▶ **Given problem**
List each line of the data that contains the string "pillar", copying every such line in full. Treat uppercase and lowercase letters as different.

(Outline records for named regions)
************
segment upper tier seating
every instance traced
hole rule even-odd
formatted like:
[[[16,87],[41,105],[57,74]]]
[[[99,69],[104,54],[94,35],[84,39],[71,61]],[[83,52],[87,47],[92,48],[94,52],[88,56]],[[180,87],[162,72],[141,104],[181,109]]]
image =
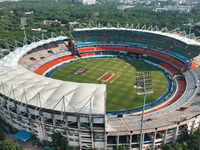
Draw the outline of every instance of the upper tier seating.
[[[133,42],[149,48],[161,48],[177,52],[189,59],[200,53],[200,47],[187,44],[167,36],[138,31],[95,30],[72,32],[77,42],[119,43]]]

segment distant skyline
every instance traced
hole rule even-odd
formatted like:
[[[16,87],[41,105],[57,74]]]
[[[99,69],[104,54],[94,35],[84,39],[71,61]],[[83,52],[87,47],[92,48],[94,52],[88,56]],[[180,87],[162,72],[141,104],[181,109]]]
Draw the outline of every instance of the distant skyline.
[[[0,0],[0,2],[16,2],[16,1],[19,1],[19,0]]]

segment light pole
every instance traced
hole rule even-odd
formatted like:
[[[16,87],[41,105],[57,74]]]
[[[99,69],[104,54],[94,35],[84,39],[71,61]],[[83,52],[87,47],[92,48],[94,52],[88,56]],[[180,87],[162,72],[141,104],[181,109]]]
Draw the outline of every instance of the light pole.
[[[140,147],[142,150],[143,147],[143,122],[144,122],[144,110],[146,104],[146,96],[147,94],[153,93],[152,90],[152,76],[151,72],[136,72],[136,93],[137,95],[144,95],[143,99],[143,107],[142,107],[142,115],[141,115],[141,126],[140,126]]]

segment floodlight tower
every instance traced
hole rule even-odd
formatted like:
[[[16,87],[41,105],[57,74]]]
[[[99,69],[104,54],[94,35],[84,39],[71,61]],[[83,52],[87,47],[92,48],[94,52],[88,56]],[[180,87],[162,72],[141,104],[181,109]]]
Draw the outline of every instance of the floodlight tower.
[[[142,115],[141,115],[141,127],[140,127],[140,150],[143,147],[143,122],[144,122],[144,110],[146,103],[147,94],[153,93],[152,90],[152,75],[150,71],[147,72],[136,72],[136,93],[137,95],[144,95]]]
[[[26,21],[26,17],[21,17],[21,25],[22,28],[24,30],[24,45],[27,44],[27,36],[26,36],[26,30],[25,30],[25,26],[27,25],[27,21]]]

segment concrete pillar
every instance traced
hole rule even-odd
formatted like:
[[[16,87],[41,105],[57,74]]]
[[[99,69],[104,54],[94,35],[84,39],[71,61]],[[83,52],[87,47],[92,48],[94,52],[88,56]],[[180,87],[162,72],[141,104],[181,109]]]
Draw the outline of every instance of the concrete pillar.
[[[156,135],[157,135],[157,131],[155,131],[155,132],[154,132],[154,135],[153,135],[153,142],[152,142],[152,149],[153,149],[153,150],[155,149]]]
[[[163,137],[163,145],[167,142],[167,130],[165,130],[164,137]]]
[[[174,140],[177,140],[177,137],[178,137],[178,131],[179,131],[179,125],[177,125],[177,127],[176,127],[175,135],[174,135]]]
[[[90,134],[91,134],[91,144],[92,144],[92,149],[95,148],[95,145],[94,145],[94,129],[93,129],[93,119],[92,119],[92,116],[89,116],[89,121],[90,121]]]
[[[132,134],[129,135],[129,149],[131,150]]]
[[[78,141],[79,141],[79,147],[80,147],[80,150],[82,149],[82,146],[81,146],[81,127],[80,127],[80,116],[77,116],[77,123],[78,123]]]
[[[117,149],[119,147],[119,136],[117,135]]]
[[[105,134],[104,134],[104,150],[107,150],[107,141],[108,141],[107,139],[108,139],[108,136],[105,132]]]
[[[142,149],[144,147],[144,135],[145,135],[145,133],[142,133]]]
[[[193,133],[193,132],[194,132],[195,123],[196,123],[196,118],[195,118],[195,120],[192,122],[192,128],[191,128],[191,132],[190,132],[190,133]]]

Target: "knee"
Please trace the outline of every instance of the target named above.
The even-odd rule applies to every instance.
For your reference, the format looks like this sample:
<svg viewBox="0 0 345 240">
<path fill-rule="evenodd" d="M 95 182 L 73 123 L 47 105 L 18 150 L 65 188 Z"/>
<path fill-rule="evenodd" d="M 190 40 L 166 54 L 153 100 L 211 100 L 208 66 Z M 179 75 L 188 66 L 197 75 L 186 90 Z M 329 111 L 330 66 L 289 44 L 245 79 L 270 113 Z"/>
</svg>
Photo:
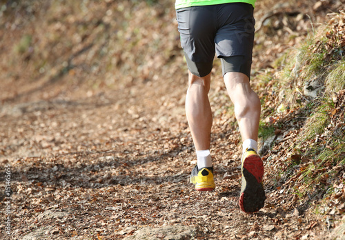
************
▶ **Exercise answer**
segment concrete pillar
Draw the outline of every instance of the concrete pillar.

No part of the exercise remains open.